======== Given text
Abstract
The rise in drug-resistant strains of Mycobacterium tuberculosis is a major threat to human health and highlights the need for new therapeutic strategies. In this study, we have assessed whether high-affinity iron chelators of the pyridoxal isonicotinoyl hydrazone (PIH) class can restrict the growth of clinically significant mycobacteria. Screening a library of PIH derivatives revealed that one compound, namely, 2-pyridylcarboxaldehyde isonicotinoyl hydrazone (PCIH), exhibited nanomolar in vitro activity against Mycobacterium bovis bacille Calmette-Guérin and virulent M. tuberculosis. Interestingly, PCIH is derived from the condensation of 2-pyridylcarboxaldehyde with the first-line antituberculosis drug isoniazid [i.e., isonicotinic acid hydrazide (INH)]. PCIH displayed minimal host cell toxicity and was effective at inhibiting growth of M. tuberculosis within cultured macrophages and also in vivo in mice. Further, PCIH restricted mycobacterial growth at high bacterial loads in culture, a property not observed with INH, which shares the isonicotinoyl hydrazide moiety with PCIH. When tested against Mycobacterium avium, PCIH was more effective than INH at inhibiting bacterial growth in broth culture and in macrophages, and also reduced bacterial loads in vivo. Complexation of PCIH with iron decreased its effectiveness, suggesting that iron chelation may play some role in its antimycobacterial efficacy. However, this could not totally account for its potent efficacy, and structure-activity relationship studies suggest that PCIH acts as a lipophilic vehicle for the transport of its intact INH moiety into the mammalian cell and the mycobacterium. These results demonstrate that iron-chelating agents such as PCIH may be of benefit in the treatment and control of mycobacterial infection.
================
— Work order 1 —
In the abstract, which compound from the screened library showed nanomolar in vitro activity against mycobacteria?
— Work order 2 —
Say whether each statement agrees with the abstract. Answer yes or no for each, and quote the deciding words.
(a) Like INH, PCIH restricted mycobacterial growth at high bacterial loads in culture.
(b) Complexing PCIH with iron made it less effective.
(c) PCIH was highly toxic to host cells.
— Work order 3 —
List every mycobacterium named in the abstract, by species or strain.
======== Recorded information
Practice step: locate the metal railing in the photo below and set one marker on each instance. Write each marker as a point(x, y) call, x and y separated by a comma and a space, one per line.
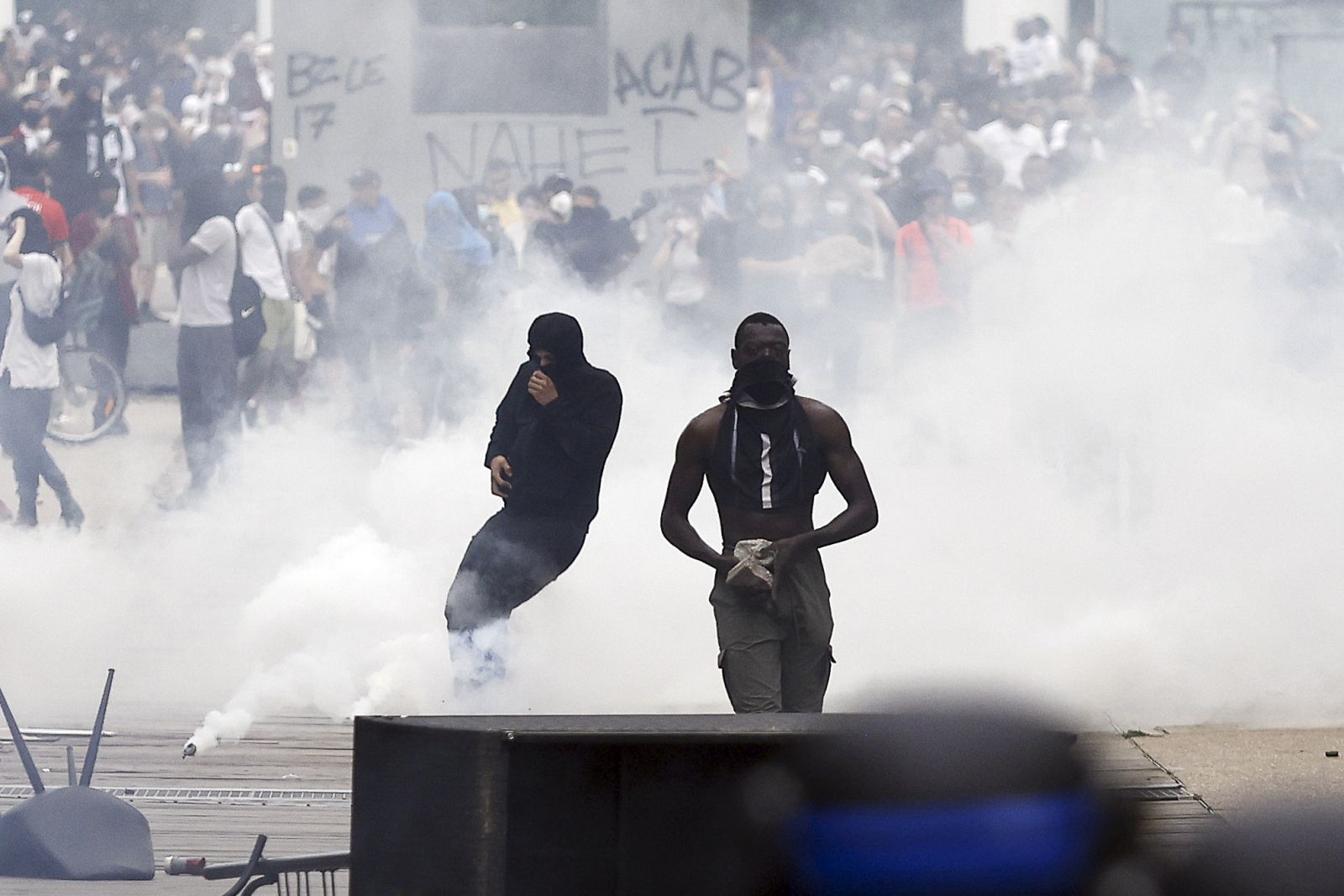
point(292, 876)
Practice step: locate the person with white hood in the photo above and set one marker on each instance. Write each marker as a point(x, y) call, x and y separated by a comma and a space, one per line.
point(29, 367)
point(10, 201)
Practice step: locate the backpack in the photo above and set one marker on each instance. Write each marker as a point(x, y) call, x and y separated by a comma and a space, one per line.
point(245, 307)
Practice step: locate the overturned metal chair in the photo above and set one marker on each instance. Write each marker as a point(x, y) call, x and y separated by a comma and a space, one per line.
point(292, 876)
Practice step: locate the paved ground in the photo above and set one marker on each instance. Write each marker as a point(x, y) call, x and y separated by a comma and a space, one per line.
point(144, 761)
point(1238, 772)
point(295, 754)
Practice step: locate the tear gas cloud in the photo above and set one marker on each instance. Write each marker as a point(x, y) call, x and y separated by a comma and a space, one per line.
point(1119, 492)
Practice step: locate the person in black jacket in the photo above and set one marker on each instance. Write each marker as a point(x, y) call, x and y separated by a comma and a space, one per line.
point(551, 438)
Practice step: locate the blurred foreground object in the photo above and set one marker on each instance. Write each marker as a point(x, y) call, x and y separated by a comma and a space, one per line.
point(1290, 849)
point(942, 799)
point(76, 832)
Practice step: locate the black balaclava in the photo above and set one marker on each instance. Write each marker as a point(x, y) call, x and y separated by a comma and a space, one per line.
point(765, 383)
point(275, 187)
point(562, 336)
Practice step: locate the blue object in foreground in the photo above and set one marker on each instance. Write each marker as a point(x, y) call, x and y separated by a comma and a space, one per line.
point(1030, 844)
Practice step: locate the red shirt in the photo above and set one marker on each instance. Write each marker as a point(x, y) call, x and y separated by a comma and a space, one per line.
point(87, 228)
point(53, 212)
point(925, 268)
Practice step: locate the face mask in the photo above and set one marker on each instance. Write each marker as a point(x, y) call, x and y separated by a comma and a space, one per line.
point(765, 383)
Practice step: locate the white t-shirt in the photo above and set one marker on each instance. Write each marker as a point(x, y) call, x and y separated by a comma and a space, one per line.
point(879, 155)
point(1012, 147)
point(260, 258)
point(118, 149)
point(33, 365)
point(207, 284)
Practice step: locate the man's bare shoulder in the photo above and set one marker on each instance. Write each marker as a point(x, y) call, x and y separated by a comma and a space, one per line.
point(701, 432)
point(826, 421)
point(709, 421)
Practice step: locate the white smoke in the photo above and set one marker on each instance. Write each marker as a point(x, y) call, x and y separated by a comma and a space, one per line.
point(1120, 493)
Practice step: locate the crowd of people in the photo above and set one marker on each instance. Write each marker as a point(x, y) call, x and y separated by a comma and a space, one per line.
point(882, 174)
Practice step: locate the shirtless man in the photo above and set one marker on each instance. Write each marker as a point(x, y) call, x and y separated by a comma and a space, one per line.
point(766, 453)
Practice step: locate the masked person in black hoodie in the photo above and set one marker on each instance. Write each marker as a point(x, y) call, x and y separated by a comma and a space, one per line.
================
— Answer area 1 —
2-pyridylcarboxaldehyde isonicotinoyl hydrazone (PCIH)

— Answer area 2 —
(a) No: "a property not observed with INH"
(b) Yes: "Complexation of PCIH with iron decreased its effectiveness"
(c) No: "PCIH displayed minimal host cell toxicity"

— Answer area 3 —
Mycobacterium tuberculosis; Mycobacterium bovis bacille Calmette-Guérin; Mycobacterium avium